Tasks for this exercise:
- A) In the transcript on Japan's surrender, what date is given for the Trinity test?
- B) Transcribe the passage of the transcript on Japan's surrender starting at "This feeds into" and ending at "debate amongst historians.".
- C) Pick up the transcript on Japan's surrender after its final sentence and carry it forward.

Selected text:
__________
What was the hope? And there was kind of a combination of factors. First of all, there was not consensus within the war cabinet about the course of the war in terms of surrendering or not.
That was one thing.
It was just simply different factions.
There was even a coup attempt that happened in August of that year.
There was a variety of infighting happening.
Number one.
Number two, there was also a belief that the Soviets, though there was fear
about them entering the war, there was hope that they may actually step in and help broker some
sort of peace settlement. And that was viewed as something that potentially could be preferable
to just a straight out surrender, because then you would be in a position to negotiate terms.
This feeds into another one of the debates that a lot of
historians have, which is the status of what we call unconditional surrender, right? That was what
the U.S. had said, was that Japan can only surrender under unconditional surrender. And
there's been a lot of debate about, did that actually contribute to this debate within the
Japanese cabinet about continuing to fight? Well, since it's unconditional surrender, we have to keep fighting because we have no
room for bargaining, right?
And there's still debate amongst historians.
There are some historians who will say, yes, that was indeed the case.
There's others who say, no, there was an understanding that there could be conditions.
And indeed, there were conditions, right?
Eventually, they did allow, the U.S. government did allow the emperor to remain and maintain his status.
So but again, these are all things where it's there's nothing definitive.
There is more evidence on one side or the other. But what it shows is that there was at least a recognition that Japan couldn't win.
The question was, under what conditions could they surrender And could it be under conditions where they could
actually end up with a favorable outcome? And what's interesting is we're seeing these similar
debates happening today with the war in Ukraine, right? There's a lot of discussions about the
thinking by Putin and within his government and Putin himself about the conditions under which
he can end the war. And I've been saying this in various outlets that Russia can't win this war, but they don't
have to lose it.
And so what do I mean by that is they could still end up with an outcome where they gain
territory.
And that would actually, in a way, be a form of victory.
It might be a period victory, but it'd be a form of victory.
Well, you could look at the Japanese government at the time.
There was definitely a sentiment within the government by certain individuals that that could also happen.
Maybe the Soviets could step in and broker something and we end up with some sort of
beneficial outcome, at least some sort of gains from this, even though we can't win.
And so the timing of the first atomic strike, just listening to you, I'm wondering if it was
just the timing dictated by logistics. It was the time it took for the infamous USS Indianapolis to
deliver pieces of the bomb to the requisite airfield on the right island and it to be
assembled. And it was that what determines the decision making around, even just tactically
around that flight
taking off and that bomb dropping?
Yes.
I don't think there's anything necessarily like special about the dates and about the
time, right?
That really it was a matter of you have the Trinity test, which takes place July 16th,
1945.
And so then it's like, okay, we tested it, it works.
__________
Record extracts:

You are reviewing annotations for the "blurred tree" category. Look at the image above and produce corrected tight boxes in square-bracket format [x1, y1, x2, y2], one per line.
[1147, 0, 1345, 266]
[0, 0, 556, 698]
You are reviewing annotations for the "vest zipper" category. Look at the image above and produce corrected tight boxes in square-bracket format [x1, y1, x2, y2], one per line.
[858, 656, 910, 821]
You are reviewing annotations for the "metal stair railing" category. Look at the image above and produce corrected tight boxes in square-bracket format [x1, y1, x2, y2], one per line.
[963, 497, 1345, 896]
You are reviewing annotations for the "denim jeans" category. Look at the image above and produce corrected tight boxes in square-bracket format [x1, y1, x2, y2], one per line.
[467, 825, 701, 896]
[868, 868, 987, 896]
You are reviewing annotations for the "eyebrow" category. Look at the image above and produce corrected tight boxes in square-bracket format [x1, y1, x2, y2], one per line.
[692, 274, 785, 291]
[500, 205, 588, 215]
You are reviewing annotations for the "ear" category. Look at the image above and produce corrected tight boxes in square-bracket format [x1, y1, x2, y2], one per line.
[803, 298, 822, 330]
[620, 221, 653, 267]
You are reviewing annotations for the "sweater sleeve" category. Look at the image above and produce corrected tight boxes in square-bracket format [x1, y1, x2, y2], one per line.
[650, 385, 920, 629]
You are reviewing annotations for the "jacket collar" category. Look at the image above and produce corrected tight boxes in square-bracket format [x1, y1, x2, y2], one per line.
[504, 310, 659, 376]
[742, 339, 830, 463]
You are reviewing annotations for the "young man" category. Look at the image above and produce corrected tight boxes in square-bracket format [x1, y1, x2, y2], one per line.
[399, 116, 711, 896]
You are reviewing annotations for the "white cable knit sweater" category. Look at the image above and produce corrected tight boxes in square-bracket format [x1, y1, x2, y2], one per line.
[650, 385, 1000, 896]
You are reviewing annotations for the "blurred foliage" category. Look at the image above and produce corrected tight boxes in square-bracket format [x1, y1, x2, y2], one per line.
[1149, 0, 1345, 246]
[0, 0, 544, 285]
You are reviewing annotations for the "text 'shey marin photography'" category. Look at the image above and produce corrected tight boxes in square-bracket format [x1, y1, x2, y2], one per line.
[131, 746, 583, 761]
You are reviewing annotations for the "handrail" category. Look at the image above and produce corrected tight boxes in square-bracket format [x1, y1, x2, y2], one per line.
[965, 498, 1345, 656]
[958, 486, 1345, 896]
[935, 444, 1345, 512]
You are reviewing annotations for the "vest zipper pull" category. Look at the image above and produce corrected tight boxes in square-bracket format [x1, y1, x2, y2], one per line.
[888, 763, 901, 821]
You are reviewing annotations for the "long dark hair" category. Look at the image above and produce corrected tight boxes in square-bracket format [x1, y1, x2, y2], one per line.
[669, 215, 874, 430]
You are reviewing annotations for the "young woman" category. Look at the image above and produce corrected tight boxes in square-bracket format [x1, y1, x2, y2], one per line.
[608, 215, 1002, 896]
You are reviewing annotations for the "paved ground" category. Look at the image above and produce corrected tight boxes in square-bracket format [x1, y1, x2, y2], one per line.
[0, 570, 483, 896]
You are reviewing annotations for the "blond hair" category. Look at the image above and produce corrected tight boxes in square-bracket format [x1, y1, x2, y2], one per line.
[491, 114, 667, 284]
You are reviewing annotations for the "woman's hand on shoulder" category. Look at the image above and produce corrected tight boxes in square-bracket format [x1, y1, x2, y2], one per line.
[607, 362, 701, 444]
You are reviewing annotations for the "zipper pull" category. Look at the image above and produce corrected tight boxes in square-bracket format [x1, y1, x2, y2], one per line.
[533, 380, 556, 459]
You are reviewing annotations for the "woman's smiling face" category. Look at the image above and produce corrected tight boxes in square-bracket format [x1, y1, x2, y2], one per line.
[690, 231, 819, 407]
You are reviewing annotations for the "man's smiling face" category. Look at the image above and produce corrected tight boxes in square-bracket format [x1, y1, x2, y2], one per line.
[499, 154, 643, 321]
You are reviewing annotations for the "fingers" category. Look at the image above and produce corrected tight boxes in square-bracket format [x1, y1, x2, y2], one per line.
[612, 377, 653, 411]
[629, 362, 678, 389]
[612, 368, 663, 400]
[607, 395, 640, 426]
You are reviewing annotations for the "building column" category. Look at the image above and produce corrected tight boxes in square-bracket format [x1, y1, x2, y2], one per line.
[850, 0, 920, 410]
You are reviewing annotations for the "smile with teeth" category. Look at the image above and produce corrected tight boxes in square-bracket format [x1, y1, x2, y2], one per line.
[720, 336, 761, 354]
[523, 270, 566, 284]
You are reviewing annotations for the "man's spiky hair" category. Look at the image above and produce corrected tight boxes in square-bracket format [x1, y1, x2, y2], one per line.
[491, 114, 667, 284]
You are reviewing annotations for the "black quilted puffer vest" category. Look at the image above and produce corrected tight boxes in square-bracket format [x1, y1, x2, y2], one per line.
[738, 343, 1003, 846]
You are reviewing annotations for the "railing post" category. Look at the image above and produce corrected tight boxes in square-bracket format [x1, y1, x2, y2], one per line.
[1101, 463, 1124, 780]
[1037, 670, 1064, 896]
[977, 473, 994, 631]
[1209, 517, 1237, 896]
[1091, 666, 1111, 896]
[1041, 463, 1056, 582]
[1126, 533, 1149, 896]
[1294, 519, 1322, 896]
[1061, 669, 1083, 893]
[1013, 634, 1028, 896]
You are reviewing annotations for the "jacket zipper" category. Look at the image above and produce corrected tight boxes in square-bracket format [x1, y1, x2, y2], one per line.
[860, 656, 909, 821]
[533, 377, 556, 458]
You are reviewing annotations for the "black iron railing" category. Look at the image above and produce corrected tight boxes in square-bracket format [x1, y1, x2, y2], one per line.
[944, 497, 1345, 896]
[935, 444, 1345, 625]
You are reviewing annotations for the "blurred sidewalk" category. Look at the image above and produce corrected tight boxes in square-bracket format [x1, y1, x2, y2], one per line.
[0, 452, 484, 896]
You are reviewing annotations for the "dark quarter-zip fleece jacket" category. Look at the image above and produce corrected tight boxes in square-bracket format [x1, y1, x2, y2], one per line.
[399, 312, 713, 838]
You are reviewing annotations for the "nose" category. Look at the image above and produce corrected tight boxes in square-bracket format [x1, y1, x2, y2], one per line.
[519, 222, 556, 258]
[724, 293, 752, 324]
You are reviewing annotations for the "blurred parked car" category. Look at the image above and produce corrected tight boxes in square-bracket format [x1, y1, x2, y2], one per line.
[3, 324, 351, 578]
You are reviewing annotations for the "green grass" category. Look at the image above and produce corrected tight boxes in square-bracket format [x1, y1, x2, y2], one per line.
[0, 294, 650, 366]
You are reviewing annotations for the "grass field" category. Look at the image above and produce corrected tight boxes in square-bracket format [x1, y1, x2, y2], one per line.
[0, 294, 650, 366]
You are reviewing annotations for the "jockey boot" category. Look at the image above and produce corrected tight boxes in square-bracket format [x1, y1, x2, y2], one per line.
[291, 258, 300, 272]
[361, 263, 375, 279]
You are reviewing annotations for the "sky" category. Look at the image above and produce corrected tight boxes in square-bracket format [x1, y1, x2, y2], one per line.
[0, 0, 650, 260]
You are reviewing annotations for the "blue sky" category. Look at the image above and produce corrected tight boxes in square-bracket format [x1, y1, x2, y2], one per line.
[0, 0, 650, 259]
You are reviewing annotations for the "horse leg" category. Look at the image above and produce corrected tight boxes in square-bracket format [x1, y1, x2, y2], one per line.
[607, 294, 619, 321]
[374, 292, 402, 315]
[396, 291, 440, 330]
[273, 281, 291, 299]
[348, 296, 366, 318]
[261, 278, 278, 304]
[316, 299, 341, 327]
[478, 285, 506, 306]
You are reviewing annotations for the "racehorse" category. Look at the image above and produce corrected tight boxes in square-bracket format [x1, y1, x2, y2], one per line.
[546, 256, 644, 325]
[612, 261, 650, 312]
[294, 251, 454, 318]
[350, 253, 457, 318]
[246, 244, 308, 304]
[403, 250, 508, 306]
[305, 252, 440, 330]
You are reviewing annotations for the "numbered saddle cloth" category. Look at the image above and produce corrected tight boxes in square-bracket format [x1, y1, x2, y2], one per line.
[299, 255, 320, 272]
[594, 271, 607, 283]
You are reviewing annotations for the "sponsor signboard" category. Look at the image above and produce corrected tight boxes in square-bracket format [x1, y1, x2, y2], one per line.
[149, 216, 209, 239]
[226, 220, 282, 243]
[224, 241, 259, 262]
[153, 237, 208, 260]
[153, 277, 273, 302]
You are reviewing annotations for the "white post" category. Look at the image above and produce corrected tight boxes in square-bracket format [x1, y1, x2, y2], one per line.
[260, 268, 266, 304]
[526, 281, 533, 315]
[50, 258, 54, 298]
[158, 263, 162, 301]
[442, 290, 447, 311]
__________
Answers to each task:
- A) July 16, 1945

- B)
This feeds into another one of the debates that a lot of
historians have, which is the status of what we call unconditional surrender, right? That was what
the U.S. had said, was that Japan can only surrender under unconditional surrender. And
there's been a lot of debate about, did that actually contribute to this debate within the
Japanese cabinet about continuing to fight? Well, since it's unconditional surrender, we have to keep fighting because we have no
room for bargaining, right?
And there's still debate amongst historians.

- C)
So it's just a few weeks later now that we'll start putting it into field and deploying it,
right? So whether it's August 9th or August 15th or August 2nd, it's just a matter of getting it
there, getting it into theater and then actually deploying it. So there was nothing special about
it in that sense. That also helps explain the time of not just the first bomb,
but the second, right? It was just three days later. And there wasn't really even time to like
process what had happened, right? They dropped it, it was used, and it took time for information to
start coming in about the effect. It even took time for the Japanese government to process what
was happening. And there was no like allotment for
that time to happen. It was like, okay, we've got a second one now. So now we're going to drop that
one and we're going to use it, right? And of course, it was even dropped on a secondary target
because it's just, that's what you do. That's what we've been ordered to do. And that's how we're
going to utilize this. So it was really just a matter of once the bomb was shown to be able to
work through the Trinity test, then it's like, okay, let's go ahead. Let's start deploying this and let's utilize it. And so that's truly what happened.
It is striking, isn't it, that the second strike comes so fast. There was no sense of, hey, let's
deploy this most extraordinary weapon ever existed by human beings and just give people a time to
kind of process it. It was fascinating that that second strike took place. And now again, is that determined by we've got two bombs, we're going to use two bombs?
Or is it determined by a generation of military officials who believed in hitting the enemy as
hard as you can with everything you've got? It does seem curious that there wasn't time given
to go, hey guys, you've seen what we've got now. You want to think very long and hard about surrendering? It's really an excellent
question. And it feeds into the idea that, look, it's a weapon, we have it, we're going to use it,
right? And that was the procedure. Like we have this weapon, we've developed it, our mission is
to now utilize it. And that is also part of the evidence that lends towards, say, that argument
for the usage of the bomb versus the demonstration effect argument, right? And this is also part of the evidence that lends towards, say, that argument for the usage of the bomb versus the demonstration effect argument, right?
And this is the argument that the primary motivation for using the atomic bomb was to send a message to the Soviets, right?
That it was really kind of viewing not so much about the war, but about the post-war.
Right. We should say this is one of the big, I don't know, is it a critique or this is one of the, when people are trying to be smart, they talk about, of course, the Japanese weren't the
intended target anyway. They were just, they were in the way. And it was actually all about
scaring Stalin and constructing a post-war architecture and balance of power.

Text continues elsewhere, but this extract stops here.